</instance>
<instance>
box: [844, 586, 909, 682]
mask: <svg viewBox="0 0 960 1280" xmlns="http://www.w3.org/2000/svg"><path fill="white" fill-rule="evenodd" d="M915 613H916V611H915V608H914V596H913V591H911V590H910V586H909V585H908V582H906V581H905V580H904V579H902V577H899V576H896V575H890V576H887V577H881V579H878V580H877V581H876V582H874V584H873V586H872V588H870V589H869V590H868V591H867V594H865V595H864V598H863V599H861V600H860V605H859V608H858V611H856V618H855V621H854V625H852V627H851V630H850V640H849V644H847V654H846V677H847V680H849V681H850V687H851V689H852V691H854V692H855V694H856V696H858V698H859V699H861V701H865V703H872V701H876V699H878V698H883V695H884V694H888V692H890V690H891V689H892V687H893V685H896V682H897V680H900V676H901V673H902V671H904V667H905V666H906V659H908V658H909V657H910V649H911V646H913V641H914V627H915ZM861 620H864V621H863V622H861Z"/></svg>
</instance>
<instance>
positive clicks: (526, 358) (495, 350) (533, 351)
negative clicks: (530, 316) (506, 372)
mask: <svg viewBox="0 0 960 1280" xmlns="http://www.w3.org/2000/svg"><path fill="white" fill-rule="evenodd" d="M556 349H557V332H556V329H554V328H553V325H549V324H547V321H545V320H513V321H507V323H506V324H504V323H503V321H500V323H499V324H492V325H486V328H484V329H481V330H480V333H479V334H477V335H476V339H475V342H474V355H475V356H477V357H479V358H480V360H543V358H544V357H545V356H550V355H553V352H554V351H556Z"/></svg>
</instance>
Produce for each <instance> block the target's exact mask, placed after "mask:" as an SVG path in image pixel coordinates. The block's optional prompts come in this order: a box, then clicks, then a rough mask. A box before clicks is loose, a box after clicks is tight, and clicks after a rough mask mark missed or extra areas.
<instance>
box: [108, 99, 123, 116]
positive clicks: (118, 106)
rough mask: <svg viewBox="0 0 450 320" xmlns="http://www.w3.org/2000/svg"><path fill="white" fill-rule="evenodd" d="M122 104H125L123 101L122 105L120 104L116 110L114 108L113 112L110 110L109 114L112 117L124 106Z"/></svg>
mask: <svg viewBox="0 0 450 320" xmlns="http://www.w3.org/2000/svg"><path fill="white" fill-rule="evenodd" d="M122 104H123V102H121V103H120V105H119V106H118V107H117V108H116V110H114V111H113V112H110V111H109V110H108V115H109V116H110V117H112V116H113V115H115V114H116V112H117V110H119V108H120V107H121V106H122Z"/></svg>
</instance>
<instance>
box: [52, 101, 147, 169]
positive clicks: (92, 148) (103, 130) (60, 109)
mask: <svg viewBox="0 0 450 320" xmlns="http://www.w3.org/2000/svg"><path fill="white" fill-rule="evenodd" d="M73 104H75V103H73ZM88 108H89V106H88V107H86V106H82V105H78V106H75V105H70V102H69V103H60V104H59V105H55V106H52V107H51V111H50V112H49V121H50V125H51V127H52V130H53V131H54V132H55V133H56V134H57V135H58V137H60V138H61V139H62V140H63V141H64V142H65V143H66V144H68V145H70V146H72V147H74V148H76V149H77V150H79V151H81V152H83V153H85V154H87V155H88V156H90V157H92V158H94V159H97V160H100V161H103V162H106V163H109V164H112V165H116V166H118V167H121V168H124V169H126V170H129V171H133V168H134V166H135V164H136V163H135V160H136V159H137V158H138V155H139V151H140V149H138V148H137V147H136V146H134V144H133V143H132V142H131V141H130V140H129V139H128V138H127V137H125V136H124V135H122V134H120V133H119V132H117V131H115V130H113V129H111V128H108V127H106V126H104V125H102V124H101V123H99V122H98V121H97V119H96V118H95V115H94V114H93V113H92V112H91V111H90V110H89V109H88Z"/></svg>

━━━━━━━━━━━━━━━━━━━━

■ EXERCISE BRIEF ■
Output each entry once again, exactly as shown above.

■ RESPONSE TO THIS EXERCISE ■
</instance>
<instance>
box: [844, 586, 909, 682]
mask: <svg viewBox="0 0 960 1280" xmlns="http://www.w3.org/2000/svg"><path fill="white" fill-rule="evenodd" d="M915 613H916V611H915V608H914V596H913V591H911V590H910V586H909V585H908V582H906V581H905V580H904V579H902V577H899V576H896V575H890V576H887V577H881V579H878V580H877V581H876V582H874V584H873V586H872V588H870V589H869V590H868V591H867V594H865V595H864V598H863V599H861V600H860V605H859V608H858V611H856V618H855V621H854V625H852V627H851V630H850V640H849V644H847V654H846V677H847V680H849V681H850V687H851V689H852V691H854V692H855V694H856V696H858V698H859V699H861V701H865V703H872V701H876V699H878V698H883V695H884V694H888V692H890V690H891V689H892V687H893V685H896V682H897V680H900V676H901V673H902V671H904V667H905V666H906V659H908V658H909V657H910V649H911V646H913V641H914V627H915ZM861 620H864V621H863V622H861Z"/></svg>
</instance>
<instance>
positive clicks: (526, 358) (495, 350) (533, 351)
negative clicks: (530, 316) (506, 372)
mask: <svg viewBox="0 0 960 1280" xmlns="http://www.w3.org/2000/svg"><path fill="white" fill-rule="evenodd" d="M556 349H557V332H556V329H554V328H553V325H549V324H547V321H545V320H513V321H507V323H506V324H504V323H503V321H500V323H499V324H492V325H486V328H484V329H481V330H480V333H479V334H477V335H476V339H475V342H474V355H475V356H477V357H479V358H480V360H543V358H544V357H545V356H550V355H553V352H554V351H556Z"/></svg>
</instance>
Produce for each <instance> block the target's exact mask, placed after "mask:" as an SVG path in image pixel coordinates. The block's optional prompts come in this order: a box, then clicks, then a rough mask. A box before clicks is loose, a box after clicks is tight, and clicks after a rough mask mark missed or extra areas.
<instance>
box: [108, 99, 123, 116]
positive clicks: (118, 106)
rough mask: <svg viewBox="0 0 450 320" xmlns="http://www.w3.org/2000/svg"><path fill="white" fill-rule="evenodd" d="M122 104H125L123 101L122 105L120 104L116 110L114 108L113 112L110 110L109 114L112 117L124 106Z"/></svg>
mask: <svg viewBox="0 0 450 320" xmlns="http://www.w3.org/2000/svg"><path fill="white" fill-rule="evenodd" d="M122 104H123V102H121V103H120V105H119V106H118V107H117V108H116V110H114V111H113V112H110V111H109V110H108V115H109V116H110V117H112V116H113V115H115V114H116V112H117V110H119V108H120V107H121V106H122Z"/></svg>
</instance>
<instance>
box: [52, 101, 147, 169]
positive clicks: (92, 148) (103, 130) (60, 109)
mask: <svg viewBox="0 0 450 320" xmlns="http://www.w3.org/2000/svg"><path fill="white" fill-rule="evenodd" d="M73 104H75V103H73ZM88 108H89V106H88V107H86V106H82V105H78V106H75V105H70V102H69V103H60V104H59V105H55V106H52V107H51V111H50V112H49V121H50V125H51V127H52V130H53V131H54V132H55V133H56V134H57V135H58V137H60V138H61V139H62V140H63V141H64V142H65V143H66V144H68V145H70V146H72V147H74V148H76V149H77V150H79V151H81V152H83V153H85V154H87V155H88V156H90V157H92V158H94V159H97V160H100V161H103V162H106V163H109V164H112V165H116V166H118V167H121V168H124V169H126V170H129V171H133V168H134V166H135V164H136V163H135V160H136V159H137V158H138V155H139V151H140V149H138V148H137V147H136V146H134V144H133V143H132V142H131V141H130V140H129V139H128V138H127V137H125V136H124V135H122V134H120V133H119V132H117V131H115V130H113V129H111V128H108V127H106V126H104V125H102V124H101V123H99V122H98V121H97V119H96V118H95V115H94V114H93V113H92V112H91V111H90V110H89V109H88Z"/></svg>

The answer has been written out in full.